### EXERCISE DATA
______________________________

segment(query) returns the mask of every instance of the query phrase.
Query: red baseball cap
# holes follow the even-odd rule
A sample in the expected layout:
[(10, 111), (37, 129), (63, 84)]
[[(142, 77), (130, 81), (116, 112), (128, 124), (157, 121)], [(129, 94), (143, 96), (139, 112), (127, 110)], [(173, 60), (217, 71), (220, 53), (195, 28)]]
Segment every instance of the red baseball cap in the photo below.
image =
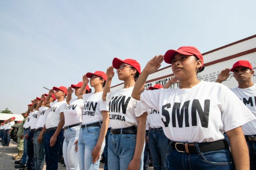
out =
[[(71, 84), (71, 87), (72, 88), (81, 88), (82, 86), (83, 85), (83, 82), (80, 82), (78, 83), (77, 83), (77, 84)], [(86, 85), (86, 87), (85, 87), (85, 90), (87, 90), (88, 91), (90, 91), (90, 87), (89, 87), (89, 86), (88, 86), (88, 84)]]
[(241, 66), (246, 67), (252, 70), (252, 66), (250, 63), (249, 62), (249, 61), (247, 60), (239, 60), (235, 62), (233, 65), (233, 67), (230, 69), (230, 71), (234, 72), (235, 69)]
[(68, 94), (68, 89), (67, 89), (67, 87), (64, 86), (60, 86), (58, 87), (53, 87), (53, 89), (55, 91), (56, 91), (57, 90), (61, 90), (65, 93), (66, 95)]
[(197, 58), (200, 59), (203, 62), (201, 68), (203, 65), (203, 57), (200, 51), (195, 47), (187, 46), (181, 47), (175, 50), (169, 50), (164, 54), (164, 61), (166, 63), (171, 64), (171, 61), (175, 53), (178, 53), (185, 55), (195, 55)]
[[(45, 97), (47, 97), (47, 96), (48, 96), (48, 94), (46, 93), (45, 93)], [(53, 94), (52, 95), (51, 95), (51, 97), (53, 98), (54, 100), (56, 100), (56, 97), (55, 97), (55, 96), (54, 95), (54, 94)]]
[(154, 87), (151, 86), (149, 87), (149, 89), (153, 90), (159, 89), (159, 88), (162, 88), (163, 87), (163, 86), (161, 85), (160, 84), (156, 84), (155, 85)]
[(114, 68), (117, 69), (122, 63), (132, 66), (135, 69), (139, 74), (141, 74), (141, 65), (136, 60), (133, 59), (125, 59), (122, 60), (117, 58), (114, 58), (112, 61), (112, 65)]
[(94, 73), (88, 72), (86, 73), (86, 76), (88, 78), (91, 78), (93, 75), (95, 75), (99, 77), (100, 77), (105, 81), (107, 81), (107, 75), (104, 72), (101, 71), (96, 71)]

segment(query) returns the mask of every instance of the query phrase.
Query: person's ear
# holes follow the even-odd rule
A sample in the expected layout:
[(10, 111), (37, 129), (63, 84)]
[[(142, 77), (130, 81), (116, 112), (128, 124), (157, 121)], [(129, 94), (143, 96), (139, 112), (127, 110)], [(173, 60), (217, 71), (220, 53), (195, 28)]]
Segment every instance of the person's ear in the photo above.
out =
[(253, 76), (253, 75), (254, 74), (254, 71), (253, 70), (252, 70), (251, 71), (251, 75)]
[(203, 65), (203, 62), (200, 59), (199, 59), (196, 61), (196, 70), (198, 69), (200, 69), (201, 67)]

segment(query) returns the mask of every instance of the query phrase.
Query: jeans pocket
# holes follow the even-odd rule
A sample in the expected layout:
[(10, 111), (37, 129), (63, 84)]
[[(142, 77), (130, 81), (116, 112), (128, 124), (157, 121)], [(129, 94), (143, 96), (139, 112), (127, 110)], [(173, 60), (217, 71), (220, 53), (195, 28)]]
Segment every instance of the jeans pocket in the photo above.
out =
[(136, 139), (136, 135), (135, 134), (123, 134), (122, 135), (125, 139), (132, 140)]
[(232, 163), (232, 157), (229, 149), (201, 153), (201, 157), (205, 162), (213, 164), (228, 164)]
[(100, 129), (100, 128), (99, 127), (89, 127), (87, 128), (87, 132), (89, 133), (96, 134), (98, 133), (99, 129)]

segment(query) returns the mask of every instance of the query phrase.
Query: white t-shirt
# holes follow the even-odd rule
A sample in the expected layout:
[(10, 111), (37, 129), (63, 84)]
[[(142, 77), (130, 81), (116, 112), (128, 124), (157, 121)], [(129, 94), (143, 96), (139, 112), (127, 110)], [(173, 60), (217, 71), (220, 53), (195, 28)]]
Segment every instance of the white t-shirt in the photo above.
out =
[(170, 140), (188, 142), (224, 138), (224, 131), (255, 116), (225, 86), (201, 81), (190, 88), (148, 90), (142, 93), (143, 109), (160, 112), (164, 134)]
[[(30, 129), (36, 129), (36, 125), (37, 123), (38, 119), (40, 116), (40, 112), (38, 111), (36, 111), (34, 112), (29, 114), (30, 116), (30, 120), (29, 120), (29, 124), (30, 124)], [(30, 114), (31, 114), (31, 115)]]
[(96, 93), (83, 95), (84, 105), (82, 116), (82, 124), (102, 121), (102, 111), (108, 111), (106, 104), (102, 104), (103, 94), (103, 91), (101, 91)]
[(82, 122), (82, 114), (83, 107), (82, 99), (75, 100), (64, 110), (65, 125), (72, 125)]
[(147, 116), (147, 120), (151, 128), (159, 128), (162, 127), (162, 120), (161, 120), (159, 111), (153, 109), (150, 109), (151, 112)]
[(131, 97), (134, 87), (122, 88), (107, 94), (106, 102), (112, 129), (138, 125), (136, 117), (145, 112), (141, 110), (140, 102)]
[(40, 127), (43, 127), (45, 124), (45, 120), (47, 117), (47, 114), (50, 109), (50, 108), (45, 106), (41, 107), (38, 109), (40, 116), (39, 116), (36, 123), (36, 129)]
[(25, 123), (24, 123), (23, 124), (23, 127), (25, 129), (28, 128), (29, 127), (29, 116), (28, 116), (27, 117), (27, 119), (26, 119)]
[[(240, 98), (254, 116), (256, 116), (256, 84), (246, 88), (240, 88), (237, 87), (230, 90)], [(242, 125), (242, 127), (245, 135), (256, 135), (256, 119)]]
[(66, 101), (63, 101), (57, 102), (51, 106), (45, 121), (46, 129), (58, 126), (60, 120), (60, 113), (64, 112), (64, 109), (68, 106)]
[(7, 124), (7, 129), (11, 129), (12, 126), (14, 125), (15, 122), (14, 121), (9, 122)]
[(71, 99), (70, 101), (70, 104), (71, 104), (71, 103), (72, 103), (72, 102), (74, 102), (75, 101), (77, 100), (77, 98), (78, 98), (77, 97), (76, 97), (75, 98), (73, 98), (73, 99)]

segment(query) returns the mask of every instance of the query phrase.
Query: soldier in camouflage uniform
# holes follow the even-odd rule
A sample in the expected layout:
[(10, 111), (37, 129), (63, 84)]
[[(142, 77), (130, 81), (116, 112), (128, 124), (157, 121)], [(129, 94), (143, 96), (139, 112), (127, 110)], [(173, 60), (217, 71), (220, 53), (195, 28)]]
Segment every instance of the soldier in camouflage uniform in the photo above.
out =
[[(24, 113), (21, 113), (24, 117)], [(26, 119), (26, 118), (24, 119), (22, 122), (18, 125), (18, 129), (17, 133), (17, 138), (18, 139), (17, 148), (19, 150), (19, 153), (16, 156), (12, 157), (13, 159), (19, 159), (21, 158), (23, 155), (23, 124), (24, 124)]]

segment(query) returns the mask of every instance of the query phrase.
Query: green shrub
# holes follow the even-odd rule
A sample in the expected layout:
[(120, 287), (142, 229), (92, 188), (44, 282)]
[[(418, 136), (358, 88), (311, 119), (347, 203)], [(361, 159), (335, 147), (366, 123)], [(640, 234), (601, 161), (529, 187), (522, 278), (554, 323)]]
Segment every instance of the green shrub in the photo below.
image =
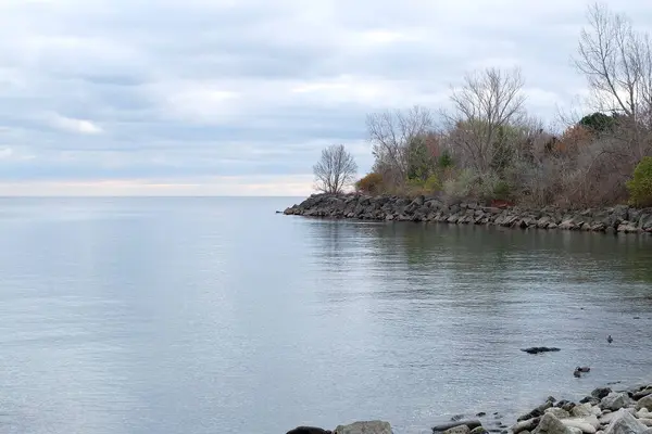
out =
[(468, 197), (477, 182), (473, 170), (464, 169), (456, 177), (448, 179), (443, 183), (443, 192), (451, 199)]
[(652, 156), (643, 157), (627, 181), (629, 203), (634, 206), (652, 206)]
[(383, 191), (383, 175), (371, 173), (355, 182), (355, 190), (367, 193), (378, 194)]

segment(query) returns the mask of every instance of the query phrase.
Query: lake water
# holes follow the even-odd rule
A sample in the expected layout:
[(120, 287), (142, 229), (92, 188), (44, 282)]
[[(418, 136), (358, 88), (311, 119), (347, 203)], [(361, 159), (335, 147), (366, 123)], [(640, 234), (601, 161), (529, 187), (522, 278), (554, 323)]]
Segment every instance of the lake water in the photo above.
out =
[(299, 201), (0, 200), (0, 431), (412, 434), (652, 381), (652, 238)]

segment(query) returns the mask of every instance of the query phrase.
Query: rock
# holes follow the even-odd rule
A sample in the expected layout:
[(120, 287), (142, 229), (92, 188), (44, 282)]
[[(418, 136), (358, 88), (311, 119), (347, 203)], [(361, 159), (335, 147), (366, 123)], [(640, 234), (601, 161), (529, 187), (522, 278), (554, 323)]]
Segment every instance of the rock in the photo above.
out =
[(594, 388), (593, 392), (591, 392), (591, 396), (598, 399), (602, 399), (610, 393), (612, 393), (611, 387), (598, 387)]
[(547, 400), (544, 404), (540, 405), (539, 407), (535, 408), (532, 411), (530, 411), (527, 414), (523, 414), (522, 417), (519, 417), (518, 419), (516, 419), (518, 422), (524, 421), (524, 420), (528, 420), (528, 419), (532, 419), (532, 418), (538, 418), (540, 416), (543, 416), (543, 412), (549, 409), (550, 407), (552, 407), (552, 403)]
[(582, 433), (586, 434), (595, 434), (595, 431), (600, 427), (600, 422), (598, 418), (593, 414), (587, 416), (585, 418), (569, 418), (562, 419), (562, 423), (566, 426), (574, 426), (581, 430)]
[(479, 420), (466, 420), (466, 421), (443, 423), (440, 425), (432, 426), (432, 432), (443, 433), (447, 430), (450, 430), (450, 429), (456, 427), (456, 426), (462, 426), (462, 425), (467, 426), (469, 432), (471, 432), (471, 430), (475, 430), (478, 426), (482, 426), (482, 424), (480, 423)]
[[(627, 411), (628, 413), (630, 413), (631, 416), (634, 416), (634, 409), (632, 408), (623, 409), (620, 411)], [(600, 421), (601, 425), (609, 425), (609, 424), (611, 424), (618, 417), (618, 414), (619, 414), (618, 411), (609, 412), (609, 413), (602, 414), (602, 417), (600, 419), (598, 419), (598, 420)]]
[(288, 431), (286, 434), (331, 434), (331, 432), (316, 426), (297, 426), (296, 429)]
[(645, 395), (636, 403), (636, 409), (640, 410), (641, 408), (652, 411), (652, 395)]
[(643, 407), (636, 412), (636, 417), (639, 419), (652, 419), (652, 411)]
[(590, 404), (592, 406), (600, 404), (600, 399), (594, 396), (586, 396), (580, 399), (579, 404)]
[(604, 398), (602, 398), (602, 400), (600, 401), (600, 408), (616, 411), (627, 406), (630, 401), (631, 399), (626, 393), (612, 392)]
[(547, 346), (532, 346), (529, 348), (522, 349), (522, 352), (525, 352), (527, 354), (550, 353), (550, 352), (559, 352), (559, 350), (560, 350), (560, 348), (547, 347)]
[(513, 434), (518, 434), (524, 431), (532, 431), (534, 429), (537, 427), (537, 425), (539, 424), (540, 421), (541, 421), (541, 418), (532, 418), (532, 419), (524, 420), (521, 422), (516, 422), (514, 425), (512, 425), (512, 427), (510, 430), (512, 431)]
[(570, 414), (578, 417), (578, 418), (591, 416), (591, 414), (593, 414), (592, 408), (593, 408), (593, 406), (591, 406), (589, 403), (580, 404), (579, 406), (576, 406), (575, 408), (573, 408), (573, 410), (570, 411)]
[(574, 430), (564, 425), (554, 414), (546, 413), (532, 434), (575, 434)]
[(559, 407), (547, 408), (544, 412), (552, 413), (557, 419), (565, 419), (565, 418), (570, 417), (570, 413), (568, 411), (564, 410), (563, 408), (559, 408)]
[[(481, 427), (481, 426), (478, 426)], [(443, 432), (443, 434), (469, 434), (471, 430), (466, 425), (460, 425), (454, 427), (449, 427)]]
[(350, 425), (338, 425), (334, 434), (392, 434), (389, 422), (363, 421)]
[(613, 421), (604, 434), (644, 434), (648, 427), (639, 422), (629, 411), (623, 409), (614, 413)]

______________________________

### WHAT THIS TASK INVOLVES
Extract every line of the material that contains the word "green".

### SOLUTION TO THIS PROBLEM
Query: green shrub
Segment every instance of the green shrub in the photo below.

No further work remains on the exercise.